= Beginning of Section =

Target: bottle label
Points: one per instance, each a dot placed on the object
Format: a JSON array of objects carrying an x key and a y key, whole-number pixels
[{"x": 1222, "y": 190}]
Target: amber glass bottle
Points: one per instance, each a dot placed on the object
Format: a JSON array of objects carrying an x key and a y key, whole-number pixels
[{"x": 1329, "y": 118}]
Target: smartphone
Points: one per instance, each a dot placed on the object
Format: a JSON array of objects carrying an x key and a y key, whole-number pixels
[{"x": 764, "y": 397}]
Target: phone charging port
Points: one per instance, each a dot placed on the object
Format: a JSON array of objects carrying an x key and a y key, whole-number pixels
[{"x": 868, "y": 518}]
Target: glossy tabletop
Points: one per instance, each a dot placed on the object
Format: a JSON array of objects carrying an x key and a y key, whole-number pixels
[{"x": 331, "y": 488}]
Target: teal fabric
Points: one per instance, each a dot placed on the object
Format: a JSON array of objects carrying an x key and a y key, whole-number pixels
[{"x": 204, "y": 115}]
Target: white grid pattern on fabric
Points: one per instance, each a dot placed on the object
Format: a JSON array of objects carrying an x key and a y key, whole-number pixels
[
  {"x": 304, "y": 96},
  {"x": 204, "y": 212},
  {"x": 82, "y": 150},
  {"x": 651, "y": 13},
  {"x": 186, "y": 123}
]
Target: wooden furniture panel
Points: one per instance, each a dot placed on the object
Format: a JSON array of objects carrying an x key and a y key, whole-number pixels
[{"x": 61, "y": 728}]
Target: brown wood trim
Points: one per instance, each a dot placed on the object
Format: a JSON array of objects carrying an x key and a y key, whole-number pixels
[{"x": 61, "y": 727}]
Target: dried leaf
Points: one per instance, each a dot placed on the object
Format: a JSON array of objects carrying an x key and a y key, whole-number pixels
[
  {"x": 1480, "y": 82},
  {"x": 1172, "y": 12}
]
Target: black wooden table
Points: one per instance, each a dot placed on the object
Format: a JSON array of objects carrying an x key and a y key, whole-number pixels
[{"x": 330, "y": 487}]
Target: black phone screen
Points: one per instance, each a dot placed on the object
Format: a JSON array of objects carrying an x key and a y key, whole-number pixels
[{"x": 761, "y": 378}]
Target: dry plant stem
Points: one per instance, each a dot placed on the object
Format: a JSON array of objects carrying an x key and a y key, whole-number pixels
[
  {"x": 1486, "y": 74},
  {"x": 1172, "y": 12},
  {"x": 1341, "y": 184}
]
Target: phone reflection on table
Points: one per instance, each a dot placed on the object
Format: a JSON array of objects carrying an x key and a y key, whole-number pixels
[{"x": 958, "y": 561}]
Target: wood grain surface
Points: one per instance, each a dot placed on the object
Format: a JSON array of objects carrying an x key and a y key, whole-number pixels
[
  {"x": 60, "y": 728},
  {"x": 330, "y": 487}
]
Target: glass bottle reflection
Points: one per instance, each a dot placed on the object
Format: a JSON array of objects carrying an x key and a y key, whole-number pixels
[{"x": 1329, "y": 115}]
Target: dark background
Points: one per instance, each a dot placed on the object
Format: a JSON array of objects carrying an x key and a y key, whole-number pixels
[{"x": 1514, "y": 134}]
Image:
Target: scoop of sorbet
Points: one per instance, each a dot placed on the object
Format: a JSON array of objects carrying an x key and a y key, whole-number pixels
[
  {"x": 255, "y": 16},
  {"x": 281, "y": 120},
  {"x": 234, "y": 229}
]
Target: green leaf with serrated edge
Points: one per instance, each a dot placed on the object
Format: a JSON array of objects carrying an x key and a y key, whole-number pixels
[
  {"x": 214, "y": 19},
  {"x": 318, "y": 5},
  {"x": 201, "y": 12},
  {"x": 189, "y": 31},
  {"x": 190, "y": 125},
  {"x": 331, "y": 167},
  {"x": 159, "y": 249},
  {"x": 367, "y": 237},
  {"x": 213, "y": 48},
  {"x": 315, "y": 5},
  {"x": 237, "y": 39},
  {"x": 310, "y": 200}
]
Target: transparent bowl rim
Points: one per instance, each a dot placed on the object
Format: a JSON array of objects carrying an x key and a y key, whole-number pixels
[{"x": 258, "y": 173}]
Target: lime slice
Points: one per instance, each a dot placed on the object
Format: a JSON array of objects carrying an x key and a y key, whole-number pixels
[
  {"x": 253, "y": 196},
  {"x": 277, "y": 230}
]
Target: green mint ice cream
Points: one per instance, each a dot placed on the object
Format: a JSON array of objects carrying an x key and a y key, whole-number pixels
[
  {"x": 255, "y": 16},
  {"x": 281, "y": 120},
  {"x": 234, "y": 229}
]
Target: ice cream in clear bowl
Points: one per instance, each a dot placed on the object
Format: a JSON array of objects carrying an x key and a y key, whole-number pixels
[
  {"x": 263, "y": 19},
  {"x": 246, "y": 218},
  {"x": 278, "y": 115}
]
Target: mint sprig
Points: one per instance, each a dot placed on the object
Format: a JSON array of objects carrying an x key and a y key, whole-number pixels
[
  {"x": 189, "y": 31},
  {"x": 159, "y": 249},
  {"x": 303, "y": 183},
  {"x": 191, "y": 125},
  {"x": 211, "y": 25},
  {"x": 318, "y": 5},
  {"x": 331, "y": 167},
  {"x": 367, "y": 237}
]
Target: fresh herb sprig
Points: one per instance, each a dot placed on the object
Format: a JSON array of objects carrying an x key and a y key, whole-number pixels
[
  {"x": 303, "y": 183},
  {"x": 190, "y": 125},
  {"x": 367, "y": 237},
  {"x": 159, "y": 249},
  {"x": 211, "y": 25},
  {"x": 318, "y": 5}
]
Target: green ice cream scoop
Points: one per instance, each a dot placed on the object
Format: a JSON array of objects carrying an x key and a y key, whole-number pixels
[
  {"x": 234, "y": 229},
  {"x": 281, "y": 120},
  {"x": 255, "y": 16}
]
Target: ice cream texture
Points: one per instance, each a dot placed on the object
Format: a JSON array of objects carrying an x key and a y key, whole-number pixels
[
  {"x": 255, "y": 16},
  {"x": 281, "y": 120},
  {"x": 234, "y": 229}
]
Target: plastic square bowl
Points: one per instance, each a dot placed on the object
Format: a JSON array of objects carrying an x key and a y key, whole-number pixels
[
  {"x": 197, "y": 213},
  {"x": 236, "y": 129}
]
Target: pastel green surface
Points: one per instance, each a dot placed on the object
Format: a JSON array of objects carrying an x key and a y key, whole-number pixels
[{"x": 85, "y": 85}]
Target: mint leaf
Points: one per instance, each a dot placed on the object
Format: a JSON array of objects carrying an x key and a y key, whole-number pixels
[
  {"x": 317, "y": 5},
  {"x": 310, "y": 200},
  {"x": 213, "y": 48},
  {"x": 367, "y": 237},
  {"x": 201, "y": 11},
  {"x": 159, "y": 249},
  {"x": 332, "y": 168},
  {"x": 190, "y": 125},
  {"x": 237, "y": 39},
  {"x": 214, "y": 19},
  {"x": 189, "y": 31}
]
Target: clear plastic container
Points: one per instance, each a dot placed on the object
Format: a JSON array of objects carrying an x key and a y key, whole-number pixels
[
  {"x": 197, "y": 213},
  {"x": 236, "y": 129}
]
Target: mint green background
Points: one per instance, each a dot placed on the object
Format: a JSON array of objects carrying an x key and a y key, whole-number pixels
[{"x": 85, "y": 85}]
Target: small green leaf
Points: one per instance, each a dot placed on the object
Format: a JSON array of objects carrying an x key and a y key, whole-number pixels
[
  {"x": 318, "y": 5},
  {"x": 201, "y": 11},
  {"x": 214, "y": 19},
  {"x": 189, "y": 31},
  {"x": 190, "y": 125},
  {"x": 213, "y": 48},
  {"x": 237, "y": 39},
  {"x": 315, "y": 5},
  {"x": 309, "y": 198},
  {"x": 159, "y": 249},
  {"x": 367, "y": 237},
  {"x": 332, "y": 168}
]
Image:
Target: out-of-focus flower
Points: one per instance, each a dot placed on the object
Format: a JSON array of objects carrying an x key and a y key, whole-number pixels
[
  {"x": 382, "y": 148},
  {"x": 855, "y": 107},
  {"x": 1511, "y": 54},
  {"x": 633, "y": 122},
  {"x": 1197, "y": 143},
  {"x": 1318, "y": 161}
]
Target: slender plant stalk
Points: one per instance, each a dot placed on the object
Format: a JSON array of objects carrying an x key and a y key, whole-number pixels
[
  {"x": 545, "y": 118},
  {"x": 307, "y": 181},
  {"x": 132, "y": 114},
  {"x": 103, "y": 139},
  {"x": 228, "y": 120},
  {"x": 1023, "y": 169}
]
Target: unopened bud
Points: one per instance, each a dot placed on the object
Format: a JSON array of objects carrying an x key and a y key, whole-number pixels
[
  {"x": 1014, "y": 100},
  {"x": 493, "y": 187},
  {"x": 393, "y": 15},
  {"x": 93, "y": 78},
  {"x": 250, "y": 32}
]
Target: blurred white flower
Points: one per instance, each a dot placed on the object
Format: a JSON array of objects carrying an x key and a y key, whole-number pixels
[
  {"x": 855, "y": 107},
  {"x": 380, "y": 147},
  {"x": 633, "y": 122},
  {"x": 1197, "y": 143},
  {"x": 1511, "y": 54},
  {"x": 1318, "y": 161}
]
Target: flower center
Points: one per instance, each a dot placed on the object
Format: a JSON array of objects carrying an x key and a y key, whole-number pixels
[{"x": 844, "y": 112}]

= End of Section =

(WHAT YOU NEED TO DO)
Copy every line in the entries above that has the string "clear" in it.

(YOUR SOLUTION)
Target: ice cream in clear bowl
Target: clear plastic container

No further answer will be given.